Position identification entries

§

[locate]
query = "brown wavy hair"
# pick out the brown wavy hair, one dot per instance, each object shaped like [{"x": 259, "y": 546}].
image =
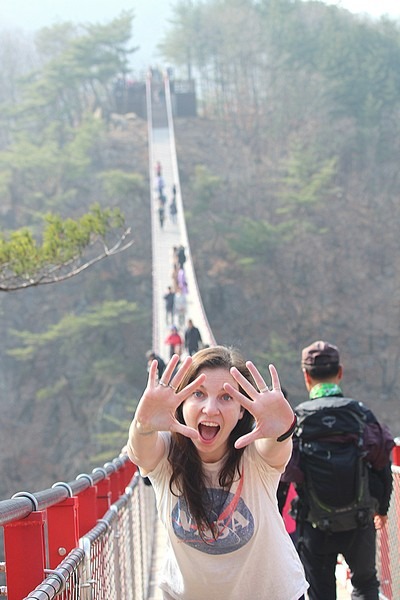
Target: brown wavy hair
[{"x": 188, "y": 476}]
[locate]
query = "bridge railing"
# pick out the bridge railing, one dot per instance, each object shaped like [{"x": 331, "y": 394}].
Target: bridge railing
[{"x": 91, "y": 538}]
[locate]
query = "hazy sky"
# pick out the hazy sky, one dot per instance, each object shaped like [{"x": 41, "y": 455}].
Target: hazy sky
[{"x": 151, "y": 17}]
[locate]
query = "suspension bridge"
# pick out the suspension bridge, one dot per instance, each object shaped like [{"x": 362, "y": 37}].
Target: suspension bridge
[{"x": 98, "y": 537}]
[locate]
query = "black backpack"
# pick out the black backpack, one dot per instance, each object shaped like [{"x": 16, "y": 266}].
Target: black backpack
[{"x": 335, "y": 493}]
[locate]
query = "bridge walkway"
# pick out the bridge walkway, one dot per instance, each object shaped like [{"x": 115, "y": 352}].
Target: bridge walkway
[{"x": 162, "y": 149}]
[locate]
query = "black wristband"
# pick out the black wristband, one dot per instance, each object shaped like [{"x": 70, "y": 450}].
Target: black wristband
[{"x": 289, "y": 432}]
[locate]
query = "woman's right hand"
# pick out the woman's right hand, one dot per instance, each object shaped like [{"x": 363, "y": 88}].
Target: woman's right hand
[{"x": 158, "y": 404}]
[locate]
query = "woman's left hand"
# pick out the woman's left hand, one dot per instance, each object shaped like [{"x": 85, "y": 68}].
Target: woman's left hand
[{"x": 272, "y": 413}]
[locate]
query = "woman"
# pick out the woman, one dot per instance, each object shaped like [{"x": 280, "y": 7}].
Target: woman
[{"x": 213, "y": 439}]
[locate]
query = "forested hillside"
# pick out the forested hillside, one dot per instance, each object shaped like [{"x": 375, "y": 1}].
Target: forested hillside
[
  {"x": 290, "y": 183},
  {"x": 73, "y": 353}
]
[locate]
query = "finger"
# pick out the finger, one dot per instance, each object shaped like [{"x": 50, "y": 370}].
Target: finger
[
  {"x": 182, "y": 371},
  {"x": 245, "y": 440},
  {"x": 243, "y": 382},
  {"x": 153, "y": 374},
  {"x": 246, "y": 402},
  {"x": 258, "y": 378},
  {"x": 191, "y": 387},
  {"x": 189, "y": 432},
  {"x": 276, "y": 384}
]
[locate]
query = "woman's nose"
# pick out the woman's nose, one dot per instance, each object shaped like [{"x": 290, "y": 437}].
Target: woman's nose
[{"x": 211, "y": 406}]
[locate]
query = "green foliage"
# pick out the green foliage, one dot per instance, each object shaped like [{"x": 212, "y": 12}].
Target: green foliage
[
  {"x": 119, "y": 184},
  {"x": 308, "y": 179},
  {"x": 205, "y": 185},
  {"x": 255, "y": 241},
  {"x": 72, "y": 331},
  {"x": 22, "y": 256}
]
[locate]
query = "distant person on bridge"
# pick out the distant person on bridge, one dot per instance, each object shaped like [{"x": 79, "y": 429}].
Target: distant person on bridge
[
  {"x": 173, "y": 210},
  {"x": 181, "y": 255},
  {"x": 151, "y": 355},
  {"x": 180, "y": 307},
  {"x": 161, "y": 213},
  {"x": 213, "y": 440},
  {"x": 174, "y": 341},
  {"x": 169, "y": 299},
  {"x": 321, "y": 468},
  {"x": 192, "y": 338}
]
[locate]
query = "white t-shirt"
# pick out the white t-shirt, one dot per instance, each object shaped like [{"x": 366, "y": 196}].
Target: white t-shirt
[{"x": 253, "y": 557}]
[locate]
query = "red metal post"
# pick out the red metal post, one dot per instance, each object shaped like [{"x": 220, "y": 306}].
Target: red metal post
[
  {"x": 103, "y": 497},
  {"x": 87, "y": 510},
  {"x": 63, "y": 534},
  {"x": 115, "y": 481},
  {"x": 129, "y": 471},
  {"x": 396, "y": 453},
  {"x": 24, "y": 548}
]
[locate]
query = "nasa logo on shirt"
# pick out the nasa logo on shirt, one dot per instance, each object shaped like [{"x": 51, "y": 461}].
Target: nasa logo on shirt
[{"x": 235, "y": 524}]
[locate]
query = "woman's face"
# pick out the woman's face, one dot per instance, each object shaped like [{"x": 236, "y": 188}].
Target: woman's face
[{"x": 213, "y": 412}]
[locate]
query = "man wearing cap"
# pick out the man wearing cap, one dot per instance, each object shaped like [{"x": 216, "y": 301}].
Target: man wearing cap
[{"x": 318, "y": 549}]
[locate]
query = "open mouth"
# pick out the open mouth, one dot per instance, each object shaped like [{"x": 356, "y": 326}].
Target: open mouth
[{"x": 208, "y": 431}]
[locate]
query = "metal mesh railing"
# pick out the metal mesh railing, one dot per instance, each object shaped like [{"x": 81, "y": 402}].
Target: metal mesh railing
[
  {"x": 388, "y": 542},
  {"x": 114, "y": 558}
]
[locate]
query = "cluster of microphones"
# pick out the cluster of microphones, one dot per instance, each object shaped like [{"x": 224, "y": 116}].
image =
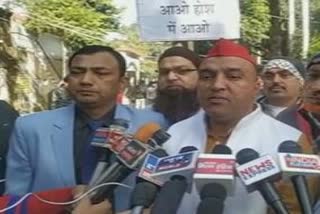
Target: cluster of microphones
[{"x": 163, "y": 180}]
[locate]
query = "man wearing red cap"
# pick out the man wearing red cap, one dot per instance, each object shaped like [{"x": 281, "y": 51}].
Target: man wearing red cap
[{"x": 227, "y": 89}]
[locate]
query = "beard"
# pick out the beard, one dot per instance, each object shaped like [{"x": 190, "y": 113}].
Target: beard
[{"x": 176, "y": 105}]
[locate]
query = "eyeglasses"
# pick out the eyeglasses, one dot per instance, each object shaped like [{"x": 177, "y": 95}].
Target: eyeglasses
[{"x": 180, "y": 72}]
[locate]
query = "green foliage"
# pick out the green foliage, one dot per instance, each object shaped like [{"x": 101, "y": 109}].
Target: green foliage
[
  {"x": 78, "y": 22},
  {"x": 255, "y": 22},
  {"x": 315, "y": 27},
  {"x": 147, "y": 51}
]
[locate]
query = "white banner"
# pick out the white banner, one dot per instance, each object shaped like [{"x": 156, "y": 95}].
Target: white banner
[{"x": 178, "y": 20}]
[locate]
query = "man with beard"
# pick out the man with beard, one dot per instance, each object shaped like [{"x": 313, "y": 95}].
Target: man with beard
[
  {"x": 306, "y": 116},
  {"x": 282, "y": 84},
  {"x": 177, "y": 80},
  {"x": 227, "y": 88}
]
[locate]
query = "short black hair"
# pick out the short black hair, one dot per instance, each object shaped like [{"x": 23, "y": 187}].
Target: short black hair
[{"x": 92, "y": 49}]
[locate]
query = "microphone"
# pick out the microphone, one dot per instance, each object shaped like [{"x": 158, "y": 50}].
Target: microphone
[
  {"x": 217, "y": 167},
  {"x": 212, "y": 197},
  {"x": 145, "y": 192},
  {"x": 173, "y": 190},
  {"x": 289, "y": 150},
  {"x": 182, "y": 164},
  {"x": 128, "y": 159},
  {"x": 170, "y": 196},
  {"x": 100, "y": 139},
  {"x": 256, "y": 173}
]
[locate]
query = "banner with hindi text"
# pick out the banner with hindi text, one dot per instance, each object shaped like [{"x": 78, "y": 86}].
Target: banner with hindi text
[{"x": 179, "y": 20}]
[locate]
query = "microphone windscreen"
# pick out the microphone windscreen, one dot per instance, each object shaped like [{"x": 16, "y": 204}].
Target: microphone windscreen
[
  {"x": 246, "y": 155},
  {"x": 159, "y": 153},
  {"x": 160, "y": 137},
  {"x": 221, "y": 149},
  {"x": 144, "y": 194},
  {"x": 121, "y": 122},
  {"x": 187, "y": 149},
  {"x": 289, "y": 146},
  {"x": 211, "y": 206},
  {"x": 213, "y": 190},
  {"x": 146, "y": 131}
]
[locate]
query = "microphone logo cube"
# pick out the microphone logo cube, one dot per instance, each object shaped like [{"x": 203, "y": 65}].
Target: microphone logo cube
[
  {"x": 299, "y": 163},
  {"x": 100, "y": 137},
  {"x": 132, "y": 153},
  {"x": 257, "y": 170},
  {"x": 175, "y": 162},
  {"x": 148, "y": 168}
]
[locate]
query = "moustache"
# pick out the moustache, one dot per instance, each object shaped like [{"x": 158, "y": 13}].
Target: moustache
[{"x": 277, "y": 86}]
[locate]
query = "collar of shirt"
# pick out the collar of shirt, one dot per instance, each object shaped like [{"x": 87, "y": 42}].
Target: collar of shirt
[{"x": 82, "y": 119}]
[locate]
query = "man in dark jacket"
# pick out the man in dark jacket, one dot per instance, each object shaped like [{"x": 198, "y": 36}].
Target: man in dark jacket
[
  {"x": 306, "y": 116},
  {"x": 7, "y": 117}
]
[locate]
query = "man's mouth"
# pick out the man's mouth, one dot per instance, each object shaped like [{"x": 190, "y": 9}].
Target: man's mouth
[
  {"x": 277, "y": 89},
  {"x": 218, "y": 100}
]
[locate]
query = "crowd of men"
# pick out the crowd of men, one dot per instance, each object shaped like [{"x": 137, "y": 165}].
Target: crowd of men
[{"x": 200, "y": 102}]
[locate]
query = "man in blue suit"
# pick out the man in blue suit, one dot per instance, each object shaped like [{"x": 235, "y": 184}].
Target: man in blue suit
[{"x": 48, "y": 149}]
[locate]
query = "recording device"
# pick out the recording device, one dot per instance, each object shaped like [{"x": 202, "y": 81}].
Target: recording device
[
  {"x": 217, "y": 167},
  {"x": 145, "y": 192},
  {"x": 129, "y": 159},
  {"x": 296, "y": 165},
  {"x": 170, "y": 196},
  {"x": 212, "y": 197},
  {"x": 101, "y": 140},
  {"x": 257, "y": 173},
  {"x": 176, "y": 171}
]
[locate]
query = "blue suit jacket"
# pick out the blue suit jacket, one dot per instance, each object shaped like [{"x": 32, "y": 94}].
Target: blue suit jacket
[{"x": 40, "y": 154}]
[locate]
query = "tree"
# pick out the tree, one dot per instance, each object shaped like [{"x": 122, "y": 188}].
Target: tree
[
  {"x": 78, "y": 22},
  {"x": 315, "y": 27},
  {"x": 148, "y": 51},
  {"x": 255, "y": 24}
]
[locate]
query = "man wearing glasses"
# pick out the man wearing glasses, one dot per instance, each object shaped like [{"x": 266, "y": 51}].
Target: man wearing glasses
[
  {"x": 177, "y": 80},
  {"x": 282, "y": 84}
]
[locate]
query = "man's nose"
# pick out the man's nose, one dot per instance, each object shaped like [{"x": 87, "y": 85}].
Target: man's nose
[
  {"x": 172, "y": 75},
  {"x": 87, "y": 77},
  {"x": 277, "y": 78},
  {"x": 219, "y": 82}
]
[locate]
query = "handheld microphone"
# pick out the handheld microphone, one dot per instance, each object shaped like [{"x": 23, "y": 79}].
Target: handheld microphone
[
  {"x": 100, "y": 140},
  {"x": 178, "y": 180},
  {"x": 145, "y": 192},
  {"x": 289, "y": 149},
  {"x": 212, "y": 197},
  {"x": 182, "y": 164},
  {"x": 170, "y": 196},
  {"x": 256, "y": 172},
  {"x": 217, "y": 167},
  {"x": 128, "y": 159}
]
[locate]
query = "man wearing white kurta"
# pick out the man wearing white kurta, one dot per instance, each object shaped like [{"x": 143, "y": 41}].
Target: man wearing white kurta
[{"x": 227, "y": 88}]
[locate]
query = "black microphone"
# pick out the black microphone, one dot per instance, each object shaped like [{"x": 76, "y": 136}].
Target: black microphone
[
  {"x": 212, "y": 197},
  {"x": 118, "y": 126},
  {"x": 266, "y": 188},
  {"x": 128, "y": 159},
  {"x": 170, "y": 196},
  {"x": 145, "y": 192},
  {"x": 299, "y": 181},
  {"x": 172, "y": 191}
]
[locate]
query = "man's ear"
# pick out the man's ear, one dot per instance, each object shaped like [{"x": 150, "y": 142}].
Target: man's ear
[
  {"x": 259, "y": 83},
  {"x": 123, "y": 83}
]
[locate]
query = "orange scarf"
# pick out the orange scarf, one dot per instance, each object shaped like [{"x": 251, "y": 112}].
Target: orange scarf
[{"x": 311, "y": 108}]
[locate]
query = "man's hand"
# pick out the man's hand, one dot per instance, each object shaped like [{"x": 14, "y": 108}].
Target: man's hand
[{"x": 84, "y": 206}]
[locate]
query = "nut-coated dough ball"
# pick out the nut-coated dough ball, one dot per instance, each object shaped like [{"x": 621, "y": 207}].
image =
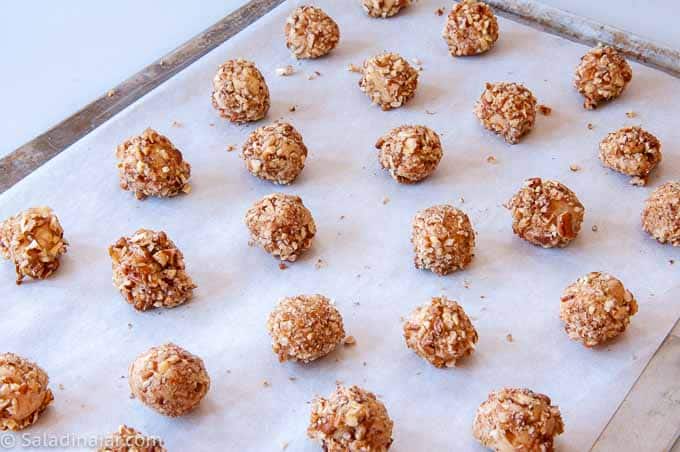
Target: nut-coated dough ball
[
  {"x": 388, "y": 80},
  {"x": 305, "y": 328},
  {"x": 508, "y": 109},
  {"x": 24, "y": 394},
  {"x": 384, "y": 8},
  {"x": 169, "y": 379},
  {"x": 281, "y": 225},
  {"x": 127, "y": 439},
  {"x": 410, "y": 153},
  {"x": 240, "y": 93},
  {"x": 34, "y": 241},
  {"x": 546, "y": 213},
  {"x": 440, "y": 332},
  {"x": 351, "y": 419},
  {"x": 661, "y": 215},
  {"x": 149, "y": 271},
  {"x": 150, "y": 165},
  {"x": 631, "y": 151},
  {"x": 596, "y": 308},
  {"x": 601, "y": 76},
  {"x": 471, "y": 28},
  {"x": 443, "y": 239},
  {"x": 275, "y": 152},
  {"x": 513, "y": 420},
  {"x": 310, "y": 32}
]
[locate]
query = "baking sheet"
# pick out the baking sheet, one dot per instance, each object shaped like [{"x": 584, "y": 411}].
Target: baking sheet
[{"x": 77, "y": 327}]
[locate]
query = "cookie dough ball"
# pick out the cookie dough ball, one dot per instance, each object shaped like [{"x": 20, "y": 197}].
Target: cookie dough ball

§

§ What the task requires
Report how many lines in the entries above contain the string "sheet", with case counting, and give only that number.

§ Result of this exercise
3